● **Work instructions**: Print the entries verbatim, leaving out the images they contain.

● **Records of labeled points**:
________________________________________

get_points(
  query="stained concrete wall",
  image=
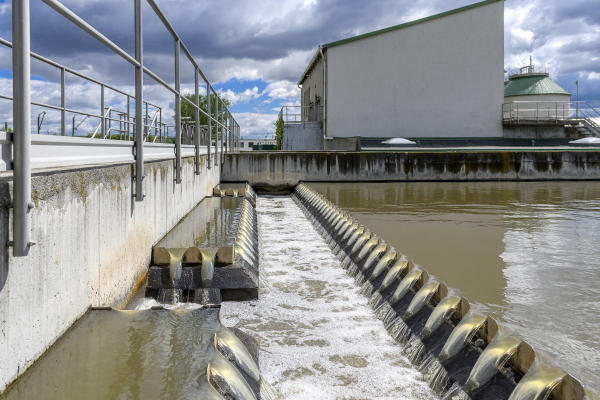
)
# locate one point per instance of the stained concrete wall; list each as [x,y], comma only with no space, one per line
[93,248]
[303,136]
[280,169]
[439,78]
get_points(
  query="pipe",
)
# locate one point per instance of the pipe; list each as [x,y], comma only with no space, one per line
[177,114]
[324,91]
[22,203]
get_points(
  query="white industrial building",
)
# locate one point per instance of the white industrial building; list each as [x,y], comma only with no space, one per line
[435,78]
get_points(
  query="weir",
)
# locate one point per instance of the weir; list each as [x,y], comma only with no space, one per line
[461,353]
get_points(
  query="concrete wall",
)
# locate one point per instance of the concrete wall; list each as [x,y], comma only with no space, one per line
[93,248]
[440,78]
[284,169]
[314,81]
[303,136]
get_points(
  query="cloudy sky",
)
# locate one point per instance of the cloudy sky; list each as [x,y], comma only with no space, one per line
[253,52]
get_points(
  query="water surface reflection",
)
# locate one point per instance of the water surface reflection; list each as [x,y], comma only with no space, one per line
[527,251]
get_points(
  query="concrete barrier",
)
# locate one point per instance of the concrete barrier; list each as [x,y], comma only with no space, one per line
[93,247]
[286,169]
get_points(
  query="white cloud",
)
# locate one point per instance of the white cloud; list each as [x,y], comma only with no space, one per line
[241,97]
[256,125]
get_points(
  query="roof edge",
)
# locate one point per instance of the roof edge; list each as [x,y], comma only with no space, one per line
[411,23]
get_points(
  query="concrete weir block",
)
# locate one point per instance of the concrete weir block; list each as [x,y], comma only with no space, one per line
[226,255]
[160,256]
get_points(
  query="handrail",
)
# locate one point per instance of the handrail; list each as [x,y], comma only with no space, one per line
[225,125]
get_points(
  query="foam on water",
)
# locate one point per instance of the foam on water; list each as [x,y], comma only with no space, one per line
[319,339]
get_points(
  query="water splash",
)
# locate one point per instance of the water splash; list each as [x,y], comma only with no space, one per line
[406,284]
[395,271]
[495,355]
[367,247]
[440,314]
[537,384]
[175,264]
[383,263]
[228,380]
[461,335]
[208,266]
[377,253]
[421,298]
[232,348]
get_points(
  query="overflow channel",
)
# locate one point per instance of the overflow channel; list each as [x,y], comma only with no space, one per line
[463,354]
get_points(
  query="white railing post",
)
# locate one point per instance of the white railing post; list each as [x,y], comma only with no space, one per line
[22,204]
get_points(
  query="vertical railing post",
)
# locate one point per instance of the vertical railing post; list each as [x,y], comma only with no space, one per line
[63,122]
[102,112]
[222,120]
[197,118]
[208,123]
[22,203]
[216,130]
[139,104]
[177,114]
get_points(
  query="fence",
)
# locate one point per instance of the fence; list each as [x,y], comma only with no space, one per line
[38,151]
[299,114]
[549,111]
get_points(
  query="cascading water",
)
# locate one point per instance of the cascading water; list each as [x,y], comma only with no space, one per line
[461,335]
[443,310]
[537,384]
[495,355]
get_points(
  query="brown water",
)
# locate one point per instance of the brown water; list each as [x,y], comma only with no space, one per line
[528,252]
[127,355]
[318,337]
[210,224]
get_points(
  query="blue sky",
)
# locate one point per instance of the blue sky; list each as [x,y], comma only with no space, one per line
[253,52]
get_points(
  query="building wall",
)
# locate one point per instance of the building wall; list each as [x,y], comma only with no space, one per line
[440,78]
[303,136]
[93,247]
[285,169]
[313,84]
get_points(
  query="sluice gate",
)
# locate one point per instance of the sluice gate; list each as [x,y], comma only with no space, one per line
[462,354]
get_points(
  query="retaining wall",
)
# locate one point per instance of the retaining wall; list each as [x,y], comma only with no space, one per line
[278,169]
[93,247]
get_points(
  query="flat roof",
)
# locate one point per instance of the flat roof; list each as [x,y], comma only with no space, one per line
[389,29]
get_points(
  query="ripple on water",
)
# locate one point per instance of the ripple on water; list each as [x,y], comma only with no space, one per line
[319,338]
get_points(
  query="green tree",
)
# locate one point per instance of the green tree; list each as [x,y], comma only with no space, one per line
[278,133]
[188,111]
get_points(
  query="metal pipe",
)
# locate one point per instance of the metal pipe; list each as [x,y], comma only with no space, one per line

________________________________________

● **Finished exercise**:
get_points(
  query="stained concrete wall",
  image=
)
# locate one point per instance of the stained concrete wall; list each as [x,y], comma only with no space, one per line
[93,248]
[303,136]
[280,169]
[439,78]
get_points(
  query="pipe",
)
# locate one point per instance of the pipe; list each as [x,y], comma only with no space, one per line
[177,114]
[324,91]
[22,203]
get_points(
  query="white industrial building",
)
# locate one point per instance of the white industrial building; list each as [x,y], comma only with no space, one per line
[435,78]
get_points(
  query="weir",
)
# locate one point per instance of the weir; list each as [x,y], comma only with no space, one per line
[461,353]
get_points(
  query="concrete wall",
)
# locate one point per instance of the concrete wall; list each as [x,y], comma only with no space, one per line
[93,248]
[440,78]
[284,169]
[314,81]
[303,136]
get_points(
  query="cloudy sky",
)
# locate one point per instance of the cloudy sky; list each as [x,y], comma only with no space, one per line
[253,52]
get_points(
  query="water surface reflection",
)
# locate one point per instance of the water surface reflection; list each as [x,y], comma only with no space, one per line
[527,251]
get_points(
  query="concrete barrier",
)
# locate one point per instance of the concrete barrier; list each as [x,y], comma only with no space, one per line
[93,247]
[286,169]
get_points(
  query="white cloud",
)
# locate one point per instance of the white cloud; list each as [x,y], comma only with no space, one per line
[241,97]
[256,125]
get_points(
  query="roof edge",
)
# locate one point per instance of the roof edge; list each as [x,y], comma only with no space, one per line
[411,23]
get_points(
  query="concrete weir block",
)
# locate one point per instance of the concrete weir block; list each as [x,y], comma only with no space, one per line
[226,255]
[160,256]
get_points(
  query="handrail",
)
# locate one point per instance of the handrail; list each as [x,y], comma only with no space, one per line
[225,125]
get_points(
  query="foam on water",
)
# locate one point per instance of the foam on water; list each as [x,y], comma only with no space, one per line
[319,339]
get_points(
  query="water splash",
)
# locate one point per instance of the water splash; list each as [x,y], comma only with no space, one per line
[406,284]
[395,271]
[495,355]
[367,247]
[440,314]
[537,384]
[175,264]
[383,263]
[228,380]
[461,335]
[208,266]
[377,253]
[421,298]
[232,348]
get_points(
  query="overflow channel",
)
# locate one point per instance of the overflow channel; list each as [x,y], comma only with no space, one per line
[463,354]
get_points(
  query="white railing post",
)
# locate one point per instance of the white railing post; list each as [x,y], comma only with no space, one per line
[22,204]
get_points(
  query="vertical railing post",
)
# locate one point per instance of the vertical railing post; list each as [x,y], comma only with no space, one per line
[63,122]
[102,112]
[222,120]
[197,118]
[208,123]
[22,203]
[216,130]
[139,104]
[177,114]
get_points(
  query="fence",
)
# locate one point per instance of the fence; list each as [x,y], comma only with no space, one per line
[38,151]
[299,114]
[549,111]
get_points(
  query="cascading water",
)
# locate one point per instance of the cascading water; list each as [x,y], comma only with no space, one per line
[461,335]
[443,310]
[537,384]
[495,355]
get_points(
  query="brown water",
)
# locate one point per instance of the brown water; list each as [x,y], comma only with no space, one per line
[528,252]
[127,355]
[318,337]
[210,224]
get_points(
  query="blue sky",
)
# locate one point per instance of the blue sky; list each as [x,y], comma only with no space, one per line
[253,52]
get_points(
  query="building wall",
)
# locate one point per instance of the building wall; list each as [x,y], comma only with no space, one per line
[440,78]
[303,136]
[93,247]
[285,169]
[313,84]
get_points(
  query="sluice gate",
)
# locate one point per instance of the sluice gate; list each as [x,y], comma only with no space, one per line
[462,354]
get_points(
  query="retaining wall",
)
# locate one point per instance of the retaining wall; list each as [x,y], comma only with no space, one per line
[278,169]
[93,247]
get_points(
  query="flat roof",
)
# locate one point per instance of the flat roof; list each as [x,y], comma only with no space, one per line
[389,29]
get_points(
  query="ripple on water",
)
# locate one point per instance of the ripple on water; list each as [x,y], comma only with no space, one per line
[319,338]
get_points(
  query="green tree",
)
# locate one point per instance of the green tree; list each as [x,y], comma only with no space, one per line
[278,133]
[188,111]
get_points(
  query="metal pipe",
)
# locate one point per instance of the metal pipe; list each as [x,y], comma only with no space, one per line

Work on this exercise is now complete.